Thursday, September 21, 2017

 

STANDARD TERMS AND CONDITIONS OF SALE

 

The following terms and conditions shall apply to all field work orders/contracts between SUMMIT REFRIGERATION GROUP, Inc. (“SUMMIT REFRIGERATION GROUP”) and Purchaser.

Field service (start-up, repair, etc.) will be charged to Purchaser at time and materials rates, plus all living and travelling expenses incurred from the time of leaving SUMMIT REFRIGERATION GROUP’S base of operations until return.  Premium rates will be charged to Purchaser for work in excess of eight (8) hours per day before and or after the times of 7:00am to 3:30pm, and for Saturday, Sunday, and holiday work.

(Stored data)
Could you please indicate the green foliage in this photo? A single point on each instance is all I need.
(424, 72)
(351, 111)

(What is asked) Reproduce the passage from the terms of sale above word for word, beginning at the words "STANDARD TERMS AND" and stopping after "and holiday work.".

(Response to this exercise)
STANDARD TERMS AND CONDITIONS OF SALE

 

The following terms and conditions shall apply to all field work orders/contracts between SUMMIT REFRIGERATION GROUP, Inc. (“SUMMIT REFRIGERATION GROUP”) and Purchaser.

Field service (start-up, repair, etc.) will be charged to Purchaser at time and materials rates, plus all living and travelling expenses incurred from the time of leaving SUMMIT REFRIGERATION GROUP’S base of operations until return.  Premium rates will be charged to Purchaser for work in excess of eight (8) hours per day before and or after the times of 7:00am to 3:30pm, and for Saturday, Sunday, and holiday work.